DATASET RECORDS:
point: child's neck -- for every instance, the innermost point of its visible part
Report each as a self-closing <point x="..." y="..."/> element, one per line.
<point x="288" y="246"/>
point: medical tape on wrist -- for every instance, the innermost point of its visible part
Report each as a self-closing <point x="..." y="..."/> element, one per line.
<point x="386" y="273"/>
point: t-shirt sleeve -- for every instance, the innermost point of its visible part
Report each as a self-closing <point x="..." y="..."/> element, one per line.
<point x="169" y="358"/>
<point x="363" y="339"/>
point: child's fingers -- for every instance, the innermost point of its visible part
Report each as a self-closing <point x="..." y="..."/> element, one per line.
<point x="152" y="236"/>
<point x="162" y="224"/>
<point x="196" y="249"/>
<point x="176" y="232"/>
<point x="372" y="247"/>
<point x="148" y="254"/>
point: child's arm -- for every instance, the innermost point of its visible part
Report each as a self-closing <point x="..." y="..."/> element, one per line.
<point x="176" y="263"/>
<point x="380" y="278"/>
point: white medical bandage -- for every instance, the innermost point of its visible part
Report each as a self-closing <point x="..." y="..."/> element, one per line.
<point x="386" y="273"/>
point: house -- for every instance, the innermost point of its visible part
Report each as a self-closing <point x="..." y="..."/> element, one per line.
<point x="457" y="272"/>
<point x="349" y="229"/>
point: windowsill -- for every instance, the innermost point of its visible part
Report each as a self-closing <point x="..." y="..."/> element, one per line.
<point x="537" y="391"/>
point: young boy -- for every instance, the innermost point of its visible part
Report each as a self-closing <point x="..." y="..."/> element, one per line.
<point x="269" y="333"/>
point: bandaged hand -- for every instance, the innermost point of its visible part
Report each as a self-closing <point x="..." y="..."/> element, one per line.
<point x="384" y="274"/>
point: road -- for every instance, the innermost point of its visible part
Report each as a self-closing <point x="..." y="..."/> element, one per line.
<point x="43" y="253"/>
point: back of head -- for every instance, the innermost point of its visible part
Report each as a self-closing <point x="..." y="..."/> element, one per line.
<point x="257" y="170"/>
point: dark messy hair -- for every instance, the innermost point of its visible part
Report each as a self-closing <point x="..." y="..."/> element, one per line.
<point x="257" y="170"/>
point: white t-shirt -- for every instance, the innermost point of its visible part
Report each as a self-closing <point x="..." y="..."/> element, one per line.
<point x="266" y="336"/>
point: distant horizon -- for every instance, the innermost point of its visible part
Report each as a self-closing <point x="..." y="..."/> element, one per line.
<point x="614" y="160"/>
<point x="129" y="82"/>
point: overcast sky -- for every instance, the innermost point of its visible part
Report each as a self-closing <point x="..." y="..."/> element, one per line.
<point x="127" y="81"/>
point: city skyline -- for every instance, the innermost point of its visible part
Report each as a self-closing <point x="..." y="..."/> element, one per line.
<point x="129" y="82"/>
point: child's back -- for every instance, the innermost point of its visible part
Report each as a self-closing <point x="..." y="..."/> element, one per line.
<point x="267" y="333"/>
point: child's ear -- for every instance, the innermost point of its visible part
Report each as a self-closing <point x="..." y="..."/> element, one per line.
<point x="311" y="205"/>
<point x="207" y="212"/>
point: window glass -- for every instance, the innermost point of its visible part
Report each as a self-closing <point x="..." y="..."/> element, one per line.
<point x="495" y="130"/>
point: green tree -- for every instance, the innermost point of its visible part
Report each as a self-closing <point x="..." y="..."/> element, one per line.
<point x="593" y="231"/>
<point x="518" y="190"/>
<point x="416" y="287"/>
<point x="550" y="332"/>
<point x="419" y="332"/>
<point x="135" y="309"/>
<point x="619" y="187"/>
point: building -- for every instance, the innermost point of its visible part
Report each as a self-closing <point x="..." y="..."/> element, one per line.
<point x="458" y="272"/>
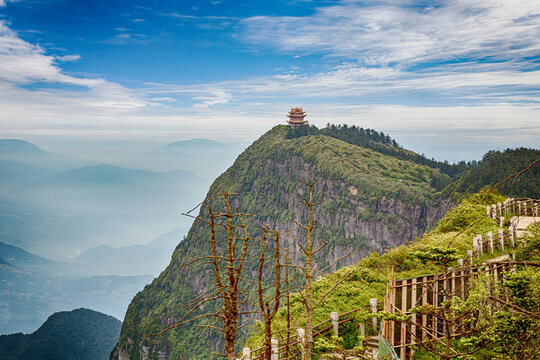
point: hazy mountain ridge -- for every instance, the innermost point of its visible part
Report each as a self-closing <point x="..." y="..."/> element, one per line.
<point x="33" y="287"/>
<point x="25" y="152"/>
<point x="81" y="334"/>
<point x="372" y="201"/>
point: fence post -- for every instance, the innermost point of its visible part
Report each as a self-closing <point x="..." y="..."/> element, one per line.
<point x="373" y="306"/>
<point x="362" y="332"/>
<point x="334" y="317"/>
<point x="301" y="336"/>
<point x="274" y="343"/>
<point x="511" y="234"/>
<point x="480" y="245"/>
<point x="501" y="240"/>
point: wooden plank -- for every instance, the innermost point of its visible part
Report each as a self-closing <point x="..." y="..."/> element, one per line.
<point x="424" y="301"/>
<point x="403" y="335"/>
<point x="413" y="303"/>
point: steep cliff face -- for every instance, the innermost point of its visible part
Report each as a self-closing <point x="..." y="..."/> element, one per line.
<point x="370" y="202"/>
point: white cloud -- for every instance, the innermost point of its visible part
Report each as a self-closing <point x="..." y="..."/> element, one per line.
<point x="22" y="63"/>
<point x="387" y="32"/>
<point x="69" y="57"/>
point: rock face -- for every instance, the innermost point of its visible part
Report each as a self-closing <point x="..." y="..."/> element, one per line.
<point x="370" y="202"/>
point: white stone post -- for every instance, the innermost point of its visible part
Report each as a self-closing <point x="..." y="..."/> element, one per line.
<point x="480" y="245"/>
<point x="274" y="354"/>
<point x="469" y="255"/>
<point x="301" y="337"/>
<point x="334" y="317"/>
<point x="373" y="306"/>
<point x="511" y="234"/>
<point x="362" y="333"/>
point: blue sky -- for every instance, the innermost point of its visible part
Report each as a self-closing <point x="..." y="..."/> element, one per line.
<point x="451" y="79"/>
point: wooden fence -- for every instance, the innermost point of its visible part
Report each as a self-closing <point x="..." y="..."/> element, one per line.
<point x="501" y="241"/>
<point x="405" y="294"/>
<point x="290" y="347"/>
<point x="511" y="206"/>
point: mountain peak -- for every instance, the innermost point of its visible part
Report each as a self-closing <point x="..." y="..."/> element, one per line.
<point x="9" y="146"/>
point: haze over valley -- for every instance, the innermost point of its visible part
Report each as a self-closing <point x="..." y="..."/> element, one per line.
<point x="79" y="233"/>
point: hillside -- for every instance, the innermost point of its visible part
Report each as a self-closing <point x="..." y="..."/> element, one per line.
<point x="371" y="202"/>
<point x="33" y="287"/>
<point x="496" y="166"/>
<point x="80" y="334"/>
<point x="369" y="278"/>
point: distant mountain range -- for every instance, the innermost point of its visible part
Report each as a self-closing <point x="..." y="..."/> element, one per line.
<point x="32" y="288"/>
<point x="99" y="204"/>
<point x="81" y="334"/>
<point x="189" y="147"/>
<point x="30" y="154"/>
<point x="373" y="195"/>
<point x="204" y="157"/>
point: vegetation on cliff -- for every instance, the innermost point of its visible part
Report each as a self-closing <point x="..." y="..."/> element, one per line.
<point x="371" y="201"/>
<point x="368" y="278"/>
<point x="375" y="196"/>
<point x="81" y="334"/>
<point x="496" y="166"/>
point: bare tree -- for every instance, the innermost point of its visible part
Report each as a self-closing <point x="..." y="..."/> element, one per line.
<point x="227" y="261"/>
<point x="309" y="270"/>
<point x="269" y="307"/>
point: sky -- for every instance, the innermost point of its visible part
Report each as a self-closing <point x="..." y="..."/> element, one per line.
<point x="450" y="78"/>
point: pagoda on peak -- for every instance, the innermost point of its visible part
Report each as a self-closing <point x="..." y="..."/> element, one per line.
<point x="296" y="118"/>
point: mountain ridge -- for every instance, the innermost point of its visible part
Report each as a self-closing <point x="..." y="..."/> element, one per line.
<point x="80" y="334"/>
<point x="374" y="202"/>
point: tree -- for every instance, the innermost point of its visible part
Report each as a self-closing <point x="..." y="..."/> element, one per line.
<point x="269" y="307"/>
<point x="227" y="263"/>
<point x="308" y="270"/>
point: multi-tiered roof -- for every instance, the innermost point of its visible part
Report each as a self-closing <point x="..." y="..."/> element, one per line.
<point x="296" y="117"/>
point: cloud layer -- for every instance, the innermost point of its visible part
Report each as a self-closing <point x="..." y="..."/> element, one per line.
<point x="390" y="32"/>
<point x="420" y="72"/>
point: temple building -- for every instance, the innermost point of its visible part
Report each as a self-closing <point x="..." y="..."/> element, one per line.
<point x="296" y="118"/>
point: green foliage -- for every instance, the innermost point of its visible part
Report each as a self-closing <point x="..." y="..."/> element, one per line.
<point x="440" y="255"/>
<point x="529" y="248"/>
<point x="496" y="166"/>
<point x="511" y="333"/>
<point x="353" y="180"/>
<point x="382" y="143"/>
<point x="80" y="334"/>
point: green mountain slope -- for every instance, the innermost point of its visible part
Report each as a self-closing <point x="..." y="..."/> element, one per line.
<point x="497" y="166"/>
<point x="80" y="334"/>
<point x="371" y="201"/>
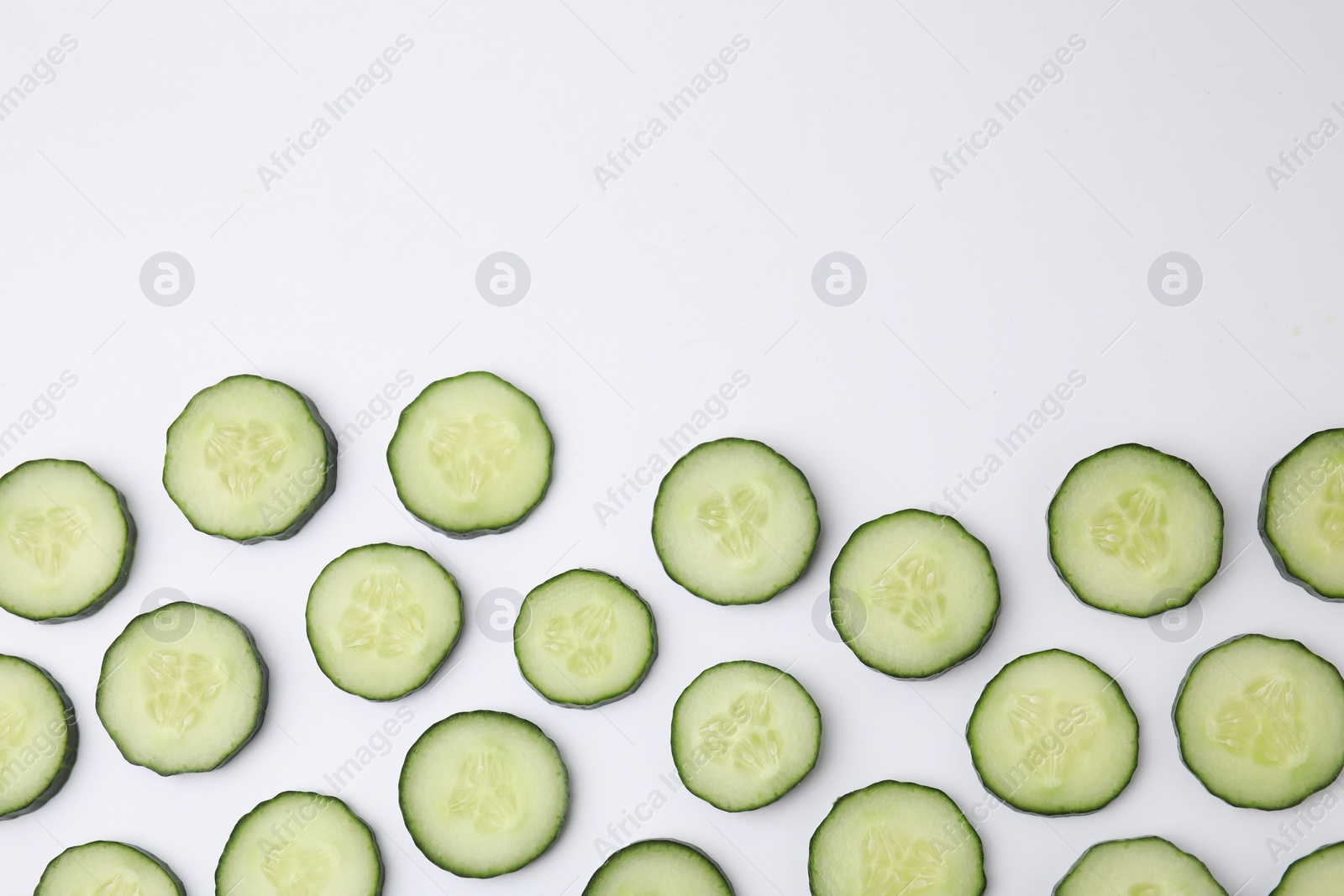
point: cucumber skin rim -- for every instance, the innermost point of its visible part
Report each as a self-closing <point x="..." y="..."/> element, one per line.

WORK TASK:
Only the count belongs in your answer, so please work out how many lines of the data contain "wooden".

THE COMPLETED TASK:
2